Effects on the tumour process

The most remarkable properties of mistletoe extracts on the tumour process are their cytotoxic and growth-inhibiting effects, which they have on a large number of tumour cell lines, lymphocytes and fibroblasts in vitro.

The cytotoxic effects of mistletoe are mainly caused by the apoptosis-inducing mistletoe lectins, while the viscotoxins cause necrotic cell death [175].

In addition, mistletoe extracts lead to the increased formation or release of a number of cytokines such as interferon-gamma (IFN-γ), which plays an important role in mediating the protective immune response to cancer cells [234] and exhibits antiproliferative effects [238].

 

Last update: August 10th, 2020/AT

Apoptosis

Mistletoe extracts and ML I induce apoptosis in tumour cells, leukaemia cells, lymphocytes, monocytes and granulocytes. Both the total extracts and ML I suppress cell proliferation significantly and dose-dependently [175, 223, 238]. 

Apoptosis-inducing effects have also been demonstrated for oleanolic acid and other pentacyclic triterpenes isolated from mistletoe such as betulinic and ursolic acid [192, 197].

The cellular mechanisms of apoptosis induced by mistletoe constituents have been investigated intensively, but have not yet been finally clarified. It is known that mistletoe lectins play a significant role in the induction of apoptosis, which they can trigger even at low doses [175, 202, 239].

Investigations show that apoptosis can also be induced by mitochondrial, receptor-independent signalling pathways (cytochrome c/Apaf 1) by activating the caspase cascade as an essential component of the signal path.

______

--- Activity ---
Extract the mistletoe text word for word, everything from "Last update: August" down to "[175, 223, 238].".

--- Source data ---
______

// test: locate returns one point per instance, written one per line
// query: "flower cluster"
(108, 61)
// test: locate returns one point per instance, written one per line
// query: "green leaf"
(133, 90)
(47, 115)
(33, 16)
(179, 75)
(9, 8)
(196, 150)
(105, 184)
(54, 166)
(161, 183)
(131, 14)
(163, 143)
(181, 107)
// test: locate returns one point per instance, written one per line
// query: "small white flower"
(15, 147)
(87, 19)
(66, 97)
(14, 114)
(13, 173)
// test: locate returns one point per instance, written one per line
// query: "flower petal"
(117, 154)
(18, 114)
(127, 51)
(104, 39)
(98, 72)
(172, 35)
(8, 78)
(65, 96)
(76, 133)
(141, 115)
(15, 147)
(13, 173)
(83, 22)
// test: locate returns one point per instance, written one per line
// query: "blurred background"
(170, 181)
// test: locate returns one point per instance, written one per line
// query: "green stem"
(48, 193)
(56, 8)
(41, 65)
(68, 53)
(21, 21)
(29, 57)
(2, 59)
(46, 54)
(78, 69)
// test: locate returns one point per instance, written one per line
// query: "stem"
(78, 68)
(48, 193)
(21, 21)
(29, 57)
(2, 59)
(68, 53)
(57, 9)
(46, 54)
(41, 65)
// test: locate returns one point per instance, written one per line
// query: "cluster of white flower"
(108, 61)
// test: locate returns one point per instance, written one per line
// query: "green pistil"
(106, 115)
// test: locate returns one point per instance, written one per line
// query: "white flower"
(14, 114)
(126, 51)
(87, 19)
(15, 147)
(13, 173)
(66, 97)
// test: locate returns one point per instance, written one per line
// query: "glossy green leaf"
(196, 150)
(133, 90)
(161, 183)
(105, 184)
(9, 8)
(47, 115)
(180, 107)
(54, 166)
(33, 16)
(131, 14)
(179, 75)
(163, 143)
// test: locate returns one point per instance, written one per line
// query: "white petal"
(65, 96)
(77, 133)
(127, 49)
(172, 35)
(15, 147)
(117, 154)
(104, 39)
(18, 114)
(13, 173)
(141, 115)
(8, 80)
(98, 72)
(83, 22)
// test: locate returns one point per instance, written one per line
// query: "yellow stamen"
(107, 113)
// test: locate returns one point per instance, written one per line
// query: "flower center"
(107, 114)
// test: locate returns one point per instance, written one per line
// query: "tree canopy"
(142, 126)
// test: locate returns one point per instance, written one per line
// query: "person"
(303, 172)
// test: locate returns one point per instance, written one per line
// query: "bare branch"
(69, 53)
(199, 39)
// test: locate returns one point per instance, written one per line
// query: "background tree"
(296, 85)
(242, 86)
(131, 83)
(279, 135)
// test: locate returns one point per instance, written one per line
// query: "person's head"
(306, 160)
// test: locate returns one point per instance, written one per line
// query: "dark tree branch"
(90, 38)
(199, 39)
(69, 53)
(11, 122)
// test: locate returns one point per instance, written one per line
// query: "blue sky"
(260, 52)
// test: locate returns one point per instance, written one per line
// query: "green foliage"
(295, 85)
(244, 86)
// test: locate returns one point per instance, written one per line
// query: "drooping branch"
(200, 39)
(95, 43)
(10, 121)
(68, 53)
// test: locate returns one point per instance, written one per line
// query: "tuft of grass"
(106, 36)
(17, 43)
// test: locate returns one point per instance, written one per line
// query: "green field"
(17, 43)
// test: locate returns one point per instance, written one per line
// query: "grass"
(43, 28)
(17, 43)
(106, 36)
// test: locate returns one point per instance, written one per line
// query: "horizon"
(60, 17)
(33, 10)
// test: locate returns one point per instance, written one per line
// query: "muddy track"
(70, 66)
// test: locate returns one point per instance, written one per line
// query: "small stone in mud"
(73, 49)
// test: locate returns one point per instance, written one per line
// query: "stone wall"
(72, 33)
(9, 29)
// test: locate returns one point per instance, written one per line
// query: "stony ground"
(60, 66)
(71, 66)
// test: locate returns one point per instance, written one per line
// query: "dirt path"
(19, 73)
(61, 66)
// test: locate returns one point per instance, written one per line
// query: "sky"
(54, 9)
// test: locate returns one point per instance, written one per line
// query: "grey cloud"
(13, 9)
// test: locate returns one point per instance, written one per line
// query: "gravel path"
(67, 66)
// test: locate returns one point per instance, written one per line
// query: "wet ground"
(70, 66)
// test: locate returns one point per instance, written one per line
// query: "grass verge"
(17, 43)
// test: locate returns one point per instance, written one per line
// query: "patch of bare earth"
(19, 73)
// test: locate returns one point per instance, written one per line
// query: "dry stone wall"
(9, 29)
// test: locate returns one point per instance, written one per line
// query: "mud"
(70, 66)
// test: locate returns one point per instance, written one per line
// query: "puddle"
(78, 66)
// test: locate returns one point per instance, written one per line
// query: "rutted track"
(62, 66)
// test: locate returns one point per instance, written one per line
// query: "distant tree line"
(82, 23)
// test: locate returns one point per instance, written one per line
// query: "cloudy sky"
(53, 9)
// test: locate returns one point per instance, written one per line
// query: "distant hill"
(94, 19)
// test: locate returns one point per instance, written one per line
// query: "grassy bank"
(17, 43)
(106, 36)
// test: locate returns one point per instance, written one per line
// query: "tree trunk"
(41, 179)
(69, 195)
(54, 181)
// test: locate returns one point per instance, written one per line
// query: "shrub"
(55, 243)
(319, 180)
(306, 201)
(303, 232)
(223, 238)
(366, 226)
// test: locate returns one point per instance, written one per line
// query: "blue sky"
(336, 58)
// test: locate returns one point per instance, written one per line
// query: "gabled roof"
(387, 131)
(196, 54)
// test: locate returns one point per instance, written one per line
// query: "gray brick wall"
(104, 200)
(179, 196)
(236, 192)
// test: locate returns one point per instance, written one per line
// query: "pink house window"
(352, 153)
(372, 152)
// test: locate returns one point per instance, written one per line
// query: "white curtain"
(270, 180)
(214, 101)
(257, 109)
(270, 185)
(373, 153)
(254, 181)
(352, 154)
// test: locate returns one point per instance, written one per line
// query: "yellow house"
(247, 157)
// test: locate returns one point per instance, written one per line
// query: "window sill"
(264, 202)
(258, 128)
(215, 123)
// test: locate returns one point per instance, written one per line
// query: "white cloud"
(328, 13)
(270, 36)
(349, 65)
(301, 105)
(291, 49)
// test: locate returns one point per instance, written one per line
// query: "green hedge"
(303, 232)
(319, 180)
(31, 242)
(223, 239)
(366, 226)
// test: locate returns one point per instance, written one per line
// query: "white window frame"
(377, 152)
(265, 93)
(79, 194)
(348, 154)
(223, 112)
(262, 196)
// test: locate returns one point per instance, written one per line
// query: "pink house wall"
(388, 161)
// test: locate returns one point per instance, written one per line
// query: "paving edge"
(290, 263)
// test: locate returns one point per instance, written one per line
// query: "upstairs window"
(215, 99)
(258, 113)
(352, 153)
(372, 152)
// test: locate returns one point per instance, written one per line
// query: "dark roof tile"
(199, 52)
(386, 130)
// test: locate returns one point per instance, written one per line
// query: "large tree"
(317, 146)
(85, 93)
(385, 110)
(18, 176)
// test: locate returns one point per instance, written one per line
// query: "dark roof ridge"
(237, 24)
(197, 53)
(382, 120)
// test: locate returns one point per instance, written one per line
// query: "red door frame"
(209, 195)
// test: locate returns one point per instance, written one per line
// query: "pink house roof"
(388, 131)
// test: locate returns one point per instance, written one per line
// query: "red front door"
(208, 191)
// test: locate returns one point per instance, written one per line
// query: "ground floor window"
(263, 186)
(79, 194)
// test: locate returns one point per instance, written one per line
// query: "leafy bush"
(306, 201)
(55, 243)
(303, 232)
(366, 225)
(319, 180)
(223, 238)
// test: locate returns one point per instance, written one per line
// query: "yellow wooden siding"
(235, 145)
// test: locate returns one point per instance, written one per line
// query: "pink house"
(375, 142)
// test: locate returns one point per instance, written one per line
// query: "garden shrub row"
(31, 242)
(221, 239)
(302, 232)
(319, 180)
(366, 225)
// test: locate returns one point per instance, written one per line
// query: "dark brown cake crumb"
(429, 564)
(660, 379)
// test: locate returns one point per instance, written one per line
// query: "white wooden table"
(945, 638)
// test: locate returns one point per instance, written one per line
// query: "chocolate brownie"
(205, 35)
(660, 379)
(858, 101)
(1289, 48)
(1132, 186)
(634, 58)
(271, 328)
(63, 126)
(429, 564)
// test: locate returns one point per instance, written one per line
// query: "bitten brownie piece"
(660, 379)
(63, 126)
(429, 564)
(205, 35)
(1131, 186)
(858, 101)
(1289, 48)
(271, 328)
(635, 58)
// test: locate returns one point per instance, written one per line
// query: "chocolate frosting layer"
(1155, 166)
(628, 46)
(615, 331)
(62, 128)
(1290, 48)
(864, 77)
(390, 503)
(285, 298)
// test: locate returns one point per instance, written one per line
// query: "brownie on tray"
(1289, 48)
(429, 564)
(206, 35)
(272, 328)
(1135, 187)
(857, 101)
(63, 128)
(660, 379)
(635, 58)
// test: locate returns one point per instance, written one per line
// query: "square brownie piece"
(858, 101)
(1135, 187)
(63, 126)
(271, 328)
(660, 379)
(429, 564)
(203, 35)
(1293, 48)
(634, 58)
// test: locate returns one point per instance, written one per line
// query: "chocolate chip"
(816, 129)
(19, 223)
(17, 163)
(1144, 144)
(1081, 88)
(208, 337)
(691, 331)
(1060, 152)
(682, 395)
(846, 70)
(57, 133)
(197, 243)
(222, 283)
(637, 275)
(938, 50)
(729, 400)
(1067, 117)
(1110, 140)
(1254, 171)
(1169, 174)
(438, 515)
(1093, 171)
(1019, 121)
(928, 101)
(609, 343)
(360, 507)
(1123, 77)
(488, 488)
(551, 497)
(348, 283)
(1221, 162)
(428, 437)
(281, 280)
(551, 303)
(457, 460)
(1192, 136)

______

--- Output of the task ---
Last update: August 10th, 2020/AT

Apoptosis

Mistletoe extracts and ML I induce apoptosis in tumour cells, leukaemia cells, lymphocytes, monocytes and granulocytes. Both the total extracts and ML I suppress cell proliferation significantly and dose-dependently [175, 223, 238].